### What you should do
Reproduce each of the records below verbatim, keeping every character unchanged.

### Given records

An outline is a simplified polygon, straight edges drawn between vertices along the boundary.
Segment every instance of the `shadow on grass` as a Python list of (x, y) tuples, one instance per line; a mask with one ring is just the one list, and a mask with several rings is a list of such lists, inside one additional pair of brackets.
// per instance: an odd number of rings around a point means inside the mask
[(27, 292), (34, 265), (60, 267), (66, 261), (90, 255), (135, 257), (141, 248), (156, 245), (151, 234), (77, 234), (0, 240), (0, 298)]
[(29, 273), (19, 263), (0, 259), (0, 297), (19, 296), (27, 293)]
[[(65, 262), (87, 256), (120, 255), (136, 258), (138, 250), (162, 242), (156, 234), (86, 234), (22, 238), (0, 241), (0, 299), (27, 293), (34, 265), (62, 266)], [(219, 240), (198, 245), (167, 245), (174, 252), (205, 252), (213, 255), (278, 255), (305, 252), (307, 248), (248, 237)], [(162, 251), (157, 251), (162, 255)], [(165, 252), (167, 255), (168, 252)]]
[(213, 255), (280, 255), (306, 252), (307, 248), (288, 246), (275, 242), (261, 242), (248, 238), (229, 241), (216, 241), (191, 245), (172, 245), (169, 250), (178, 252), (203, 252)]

### Expected output
An outline is a simplified polygon, straight edges drawn between vertices along the boundary.
Segment every instance of the `shadow on grass` as a Python list of (x, y) tuples, one instance per line; a mask with one ring is just the one list, and a mask with several rings is a list of such lists, inside one additional pair of brackets.
// per instance: an odd number of rings around a point means inside the mask
[(27, 292), (34, 265), (60, 267), (66, 261), (90, 255), (135, 257), (141, 248), (156, 245), (151, 234), (77, 234), (0, 240), (0, 298)]
[(29, 273), (19, 263), (0, 259), (0, 297), (19, 296), (27, 293)]
[[(65, 262), (87, 256), (120, 255), (136, 258), (138, 250), (162, 242), (156, 234), (86, 234), (22, 238), (0, 241), (0, 299), (27, 293), (34, 265), (62, 266)], [(219, 240), (198, 245), (167, 245), (174, 252), (205, 252), (213, 255), (278, 255), (305, 252), (307, 248), (248, 237)], [(162, 251), (157, 251), (162, 255)], [(165, 252), (167, 255), (168, 252)]]
[(213, 255), (280, 255), (306, 252), (307, 248), (288, 246), (275, 242), (261, 242), (248, 238), (229, 241), (216, 241), (191, 245), (172, 245), (169, 250), (178, 252), (203, 252)]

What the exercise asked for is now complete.